## Work to do
Copy exactly the run of lines that begins at the line with "Where can you spot the black and" and ends at the final line of the entries.

(Saved data entries)
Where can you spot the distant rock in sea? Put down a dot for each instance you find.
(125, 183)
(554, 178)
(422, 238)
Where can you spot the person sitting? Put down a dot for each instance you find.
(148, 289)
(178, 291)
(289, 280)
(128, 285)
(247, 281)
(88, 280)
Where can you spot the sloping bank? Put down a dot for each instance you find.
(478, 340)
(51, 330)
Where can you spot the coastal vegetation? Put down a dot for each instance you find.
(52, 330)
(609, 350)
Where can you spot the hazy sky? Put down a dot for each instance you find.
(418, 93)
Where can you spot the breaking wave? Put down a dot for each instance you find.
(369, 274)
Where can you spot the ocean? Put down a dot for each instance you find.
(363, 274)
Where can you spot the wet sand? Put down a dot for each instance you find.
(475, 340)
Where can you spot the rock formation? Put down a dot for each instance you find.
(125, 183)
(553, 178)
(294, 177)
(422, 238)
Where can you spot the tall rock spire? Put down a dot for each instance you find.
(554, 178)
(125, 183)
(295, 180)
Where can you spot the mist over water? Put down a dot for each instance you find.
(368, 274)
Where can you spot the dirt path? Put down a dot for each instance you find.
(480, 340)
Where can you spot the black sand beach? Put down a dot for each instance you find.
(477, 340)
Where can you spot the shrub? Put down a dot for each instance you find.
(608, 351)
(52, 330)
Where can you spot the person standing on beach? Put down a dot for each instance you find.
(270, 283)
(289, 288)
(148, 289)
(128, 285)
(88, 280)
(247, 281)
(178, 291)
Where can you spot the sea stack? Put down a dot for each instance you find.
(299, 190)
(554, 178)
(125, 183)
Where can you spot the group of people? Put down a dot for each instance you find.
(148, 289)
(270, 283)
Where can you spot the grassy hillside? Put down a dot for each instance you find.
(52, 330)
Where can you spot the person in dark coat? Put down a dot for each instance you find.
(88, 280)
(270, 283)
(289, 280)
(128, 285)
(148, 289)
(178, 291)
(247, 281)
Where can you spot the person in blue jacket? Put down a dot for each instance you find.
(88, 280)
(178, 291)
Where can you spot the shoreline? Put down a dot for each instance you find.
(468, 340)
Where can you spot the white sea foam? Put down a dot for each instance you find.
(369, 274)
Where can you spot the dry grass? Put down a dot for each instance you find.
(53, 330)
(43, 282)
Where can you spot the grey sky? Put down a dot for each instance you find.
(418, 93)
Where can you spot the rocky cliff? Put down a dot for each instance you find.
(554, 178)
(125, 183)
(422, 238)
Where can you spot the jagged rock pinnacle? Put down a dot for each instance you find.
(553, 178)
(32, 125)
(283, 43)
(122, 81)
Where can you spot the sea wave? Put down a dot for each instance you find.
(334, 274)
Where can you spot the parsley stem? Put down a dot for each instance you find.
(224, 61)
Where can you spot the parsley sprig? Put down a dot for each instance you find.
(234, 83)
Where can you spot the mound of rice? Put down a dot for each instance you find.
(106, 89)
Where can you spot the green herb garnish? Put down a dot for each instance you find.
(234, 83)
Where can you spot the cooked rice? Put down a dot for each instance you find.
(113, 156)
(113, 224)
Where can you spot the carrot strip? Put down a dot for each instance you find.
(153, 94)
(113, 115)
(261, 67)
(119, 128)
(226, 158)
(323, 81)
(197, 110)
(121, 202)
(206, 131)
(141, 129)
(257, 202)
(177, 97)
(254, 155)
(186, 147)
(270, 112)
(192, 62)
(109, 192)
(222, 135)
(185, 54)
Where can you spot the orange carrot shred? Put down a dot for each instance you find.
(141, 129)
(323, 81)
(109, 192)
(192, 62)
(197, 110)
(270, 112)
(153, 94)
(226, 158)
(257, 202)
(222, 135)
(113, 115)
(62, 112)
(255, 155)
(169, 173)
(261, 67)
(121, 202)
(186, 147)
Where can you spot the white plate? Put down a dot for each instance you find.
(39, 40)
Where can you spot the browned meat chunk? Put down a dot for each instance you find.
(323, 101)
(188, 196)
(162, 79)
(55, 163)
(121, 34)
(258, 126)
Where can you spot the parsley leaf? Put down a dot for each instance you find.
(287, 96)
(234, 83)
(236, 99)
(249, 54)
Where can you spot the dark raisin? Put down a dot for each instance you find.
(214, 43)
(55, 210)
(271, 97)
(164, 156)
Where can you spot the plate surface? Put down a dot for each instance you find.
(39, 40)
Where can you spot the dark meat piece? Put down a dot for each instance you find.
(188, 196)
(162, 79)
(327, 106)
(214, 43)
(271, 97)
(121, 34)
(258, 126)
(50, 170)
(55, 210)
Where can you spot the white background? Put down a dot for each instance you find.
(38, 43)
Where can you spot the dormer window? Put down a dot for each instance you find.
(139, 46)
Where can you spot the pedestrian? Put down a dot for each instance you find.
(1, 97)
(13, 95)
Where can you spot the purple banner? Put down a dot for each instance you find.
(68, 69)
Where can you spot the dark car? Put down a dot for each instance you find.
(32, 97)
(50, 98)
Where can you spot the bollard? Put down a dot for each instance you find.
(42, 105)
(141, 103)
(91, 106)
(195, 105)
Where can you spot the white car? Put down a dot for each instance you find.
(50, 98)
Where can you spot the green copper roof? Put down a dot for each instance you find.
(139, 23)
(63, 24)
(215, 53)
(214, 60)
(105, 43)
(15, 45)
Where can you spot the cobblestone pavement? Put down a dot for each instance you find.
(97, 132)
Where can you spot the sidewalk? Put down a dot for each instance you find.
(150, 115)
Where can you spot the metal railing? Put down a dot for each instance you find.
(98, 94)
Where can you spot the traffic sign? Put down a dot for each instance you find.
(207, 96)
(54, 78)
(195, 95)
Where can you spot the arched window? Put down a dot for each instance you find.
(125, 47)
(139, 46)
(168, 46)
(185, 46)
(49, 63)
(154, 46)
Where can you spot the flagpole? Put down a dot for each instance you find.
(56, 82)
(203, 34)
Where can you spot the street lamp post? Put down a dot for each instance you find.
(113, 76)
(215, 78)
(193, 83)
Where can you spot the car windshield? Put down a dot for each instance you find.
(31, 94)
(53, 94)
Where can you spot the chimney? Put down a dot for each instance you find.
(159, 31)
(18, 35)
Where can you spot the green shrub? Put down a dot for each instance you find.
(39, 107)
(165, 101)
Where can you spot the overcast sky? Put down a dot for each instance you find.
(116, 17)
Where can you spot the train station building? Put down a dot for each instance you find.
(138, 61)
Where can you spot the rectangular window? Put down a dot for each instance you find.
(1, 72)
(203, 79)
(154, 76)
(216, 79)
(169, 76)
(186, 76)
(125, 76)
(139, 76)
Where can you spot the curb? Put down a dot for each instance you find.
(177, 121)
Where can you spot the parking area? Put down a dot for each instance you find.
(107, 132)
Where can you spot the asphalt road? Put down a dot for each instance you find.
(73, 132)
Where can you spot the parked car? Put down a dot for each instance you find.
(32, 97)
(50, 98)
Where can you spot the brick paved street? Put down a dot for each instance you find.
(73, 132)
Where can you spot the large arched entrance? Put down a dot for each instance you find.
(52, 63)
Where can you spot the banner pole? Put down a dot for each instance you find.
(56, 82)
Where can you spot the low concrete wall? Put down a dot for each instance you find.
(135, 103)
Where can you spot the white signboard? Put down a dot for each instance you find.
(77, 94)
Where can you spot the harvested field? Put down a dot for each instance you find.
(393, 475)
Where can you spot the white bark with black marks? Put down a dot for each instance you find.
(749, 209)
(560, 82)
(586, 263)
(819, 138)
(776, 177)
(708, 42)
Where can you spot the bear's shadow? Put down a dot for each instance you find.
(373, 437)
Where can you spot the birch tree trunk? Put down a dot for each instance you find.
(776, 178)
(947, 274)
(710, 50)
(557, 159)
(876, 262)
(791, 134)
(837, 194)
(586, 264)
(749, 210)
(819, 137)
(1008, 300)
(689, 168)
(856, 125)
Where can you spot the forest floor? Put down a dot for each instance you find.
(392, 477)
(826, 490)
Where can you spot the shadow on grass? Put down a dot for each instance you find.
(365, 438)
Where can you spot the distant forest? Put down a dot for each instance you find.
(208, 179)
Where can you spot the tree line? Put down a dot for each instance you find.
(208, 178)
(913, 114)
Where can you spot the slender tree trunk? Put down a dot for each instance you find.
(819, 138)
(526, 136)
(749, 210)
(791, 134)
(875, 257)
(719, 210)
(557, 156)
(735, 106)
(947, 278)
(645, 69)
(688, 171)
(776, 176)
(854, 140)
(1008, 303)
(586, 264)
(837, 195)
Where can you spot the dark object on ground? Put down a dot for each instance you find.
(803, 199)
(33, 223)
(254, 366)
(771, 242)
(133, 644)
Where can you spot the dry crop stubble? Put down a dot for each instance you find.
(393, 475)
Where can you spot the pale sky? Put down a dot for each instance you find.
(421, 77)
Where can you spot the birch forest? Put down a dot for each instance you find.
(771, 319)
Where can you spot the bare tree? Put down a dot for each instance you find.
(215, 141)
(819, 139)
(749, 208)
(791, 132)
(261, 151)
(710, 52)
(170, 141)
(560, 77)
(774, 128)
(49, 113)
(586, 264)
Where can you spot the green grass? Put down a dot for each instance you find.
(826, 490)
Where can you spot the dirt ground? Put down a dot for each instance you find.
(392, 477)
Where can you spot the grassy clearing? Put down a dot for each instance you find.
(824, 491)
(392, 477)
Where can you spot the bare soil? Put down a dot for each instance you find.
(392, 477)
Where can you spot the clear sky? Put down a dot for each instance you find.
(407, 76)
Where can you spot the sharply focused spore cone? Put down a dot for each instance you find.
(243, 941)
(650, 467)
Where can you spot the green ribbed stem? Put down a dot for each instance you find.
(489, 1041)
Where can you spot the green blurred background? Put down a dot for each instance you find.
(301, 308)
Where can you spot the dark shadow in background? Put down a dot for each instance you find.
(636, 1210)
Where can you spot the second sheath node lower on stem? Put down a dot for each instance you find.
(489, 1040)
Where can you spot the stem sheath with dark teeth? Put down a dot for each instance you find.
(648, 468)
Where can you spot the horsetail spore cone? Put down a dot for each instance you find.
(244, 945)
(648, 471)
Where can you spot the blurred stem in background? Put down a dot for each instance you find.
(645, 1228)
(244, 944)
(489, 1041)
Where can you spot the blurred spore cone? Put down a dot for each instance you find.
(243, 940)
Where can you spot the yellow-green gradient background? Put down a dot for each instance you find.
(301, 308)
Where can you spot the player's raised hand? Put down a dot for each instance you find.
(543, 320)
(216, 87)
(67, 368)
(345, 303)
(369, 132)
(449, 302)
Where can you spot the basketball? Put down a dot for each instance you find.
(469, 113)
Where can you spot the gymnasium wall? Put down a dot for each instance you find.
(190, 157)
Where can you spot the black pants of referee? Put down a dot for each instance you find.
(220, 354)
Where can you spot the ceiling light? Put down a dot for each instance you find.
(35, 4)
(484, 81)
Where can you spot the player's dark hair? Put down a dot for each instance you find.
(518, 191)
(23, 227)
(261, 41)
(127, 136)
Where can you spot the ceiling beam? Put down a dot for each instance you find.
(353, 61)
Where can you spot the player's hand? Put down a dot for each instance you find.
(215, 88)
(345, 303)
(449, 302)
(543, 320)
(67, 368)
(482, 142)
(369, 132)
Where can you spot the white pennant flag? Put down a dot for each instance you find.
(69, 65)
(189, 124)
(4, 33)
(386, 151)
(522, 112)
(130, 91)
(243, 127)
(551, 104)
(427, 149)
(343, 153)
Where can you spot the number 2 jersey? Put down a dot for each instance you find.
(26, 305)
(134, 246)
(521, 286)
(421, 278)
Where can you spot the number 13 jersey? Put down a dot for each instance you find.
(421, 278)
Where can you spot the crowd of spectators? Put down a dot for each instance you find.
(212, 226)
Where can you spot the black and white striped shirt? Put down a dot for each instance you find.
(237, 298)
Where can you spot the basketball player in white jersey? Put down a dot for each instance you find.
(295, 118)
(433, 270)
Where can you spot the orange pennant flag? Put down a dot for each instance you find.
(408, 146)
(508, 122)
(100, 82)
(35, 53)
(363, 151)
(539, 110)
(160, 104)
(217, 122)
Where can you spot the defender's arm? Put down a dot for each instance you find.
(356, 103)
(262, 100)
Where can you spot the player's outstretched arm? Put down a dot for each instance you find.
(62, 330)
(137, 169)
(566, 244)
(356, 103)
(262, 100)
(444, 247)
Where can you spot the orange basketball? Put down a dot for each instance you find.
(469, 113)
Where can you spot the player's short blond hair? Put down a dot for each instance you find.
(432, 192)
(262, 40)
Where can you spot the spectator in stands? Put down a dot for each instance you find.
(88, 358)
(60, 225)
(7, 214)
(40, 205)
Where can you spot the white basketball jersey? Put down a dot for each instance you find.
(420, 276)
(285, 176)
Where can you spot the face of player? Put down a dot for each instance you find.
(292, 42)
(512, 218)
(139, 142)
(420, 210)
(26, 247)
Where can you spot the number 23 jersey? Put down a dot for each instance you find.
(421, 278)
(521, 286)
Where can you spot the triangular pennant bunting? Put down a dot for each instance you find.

## The response
Where can you spot the black and white striped shirt? Put down a dot for each instance you find.
(237, 298)
Where can you spot the basketball player in white jersey? Put down a dot for each instance you find.
(295, 118)
(433, 270)
Where can you spot the orange pennant flag? Put down a dot for each instance you find.
(408, 146)
(508, 122)
(100, 82)
(35, 53)
(363, 151)
(539, 110)
(160, 104)
(217, 122)
Where can you spot the defender's arm? Put down a dot for each instance you find.
(356, 103)
(262, 100)
Where can you spot the player's outstretched arm? Put down a dot for each instance you find.
(62, 330)
(137, 169)
(566, 244)
(356, 103)
(262, 100)
(444, 247)
Where can you spot the orange basketball? Put down a dot for each instance you find.
(469, 113)
Where can you spot the player's short blond hair? Put down a dot for each instance you find.
(432, 192)
(262, 40)
Where can you spot the spectator in stands? Put down a dot for each instance you find.
(88, 358)
(60, 225)
(7, 214)
(40, 205)
Where can you spot the white basketball jersey? Put down a dot for each instance you find.
(420, 276)
(285, 176)
Where can you spot the face of player? Put down a dot for each instance you find.
(292, 42)
(512, 218)
(139, 142)
(420, 210)
(26, 247)
Where can you spot the number 23 jersey? Put down a dot for each instance you find.
(421, 278)
(521, 286)
Where can you spot the triangular pennant bunting? Put down a dot for each instance you find.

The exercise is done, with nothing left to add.